• Stored records:
##########

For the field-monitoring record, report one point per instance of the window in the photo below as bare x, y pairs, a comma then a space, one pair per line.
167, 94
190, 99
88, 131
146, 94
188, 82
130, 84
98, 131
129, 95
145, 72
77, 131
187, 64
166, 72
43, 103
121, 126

##########

Please rescale the records above by writing out every line again, requests included, with each x and y coordinate in the answers multiplied by 1.65 and rounded to the nearest whole number, halves rounded up.

• Written response:
For the field-monitoring record, report one point per instance of the window in the photo below as bare x, y pairs, a comma then a space, one pair per line.
276, 155
314, 163
145, 216
241, 155
310, 135
215, 139
162, 216
213, 157
239, 119
127, 216
309, 106
274, 119
71, 170
200, 208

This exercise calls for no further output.